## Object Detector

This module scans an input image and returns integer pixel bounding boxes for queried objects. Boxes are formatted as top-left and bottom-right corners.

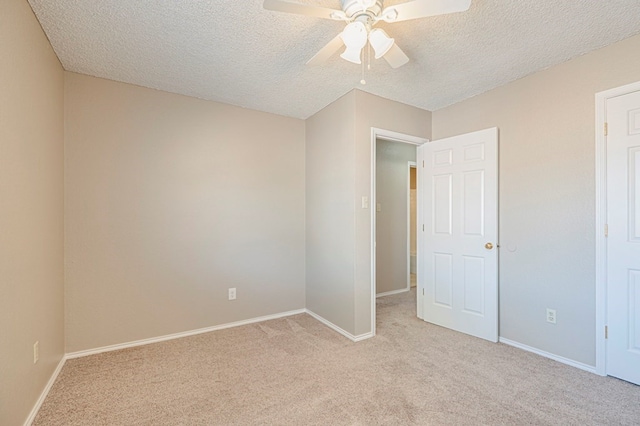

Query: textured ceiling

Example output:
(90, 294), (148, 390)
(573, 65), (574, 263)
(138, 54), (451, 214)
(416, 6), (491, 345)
____________
Written request.
Copy out the entries above word for word, including every line of text, but leave out the picture.

Right answer.
## Object Detector

This module scans an input image and returns integer pixel bounding boxes for queried objects. Boxes are formatted as top-left and bottom-right corners.


Query: textured ceiling

Example output:
(90, 294), (148, 390)
(573, 65), (574, 263)
(138, 54), (451, 214)
(416, 6), (491, 345)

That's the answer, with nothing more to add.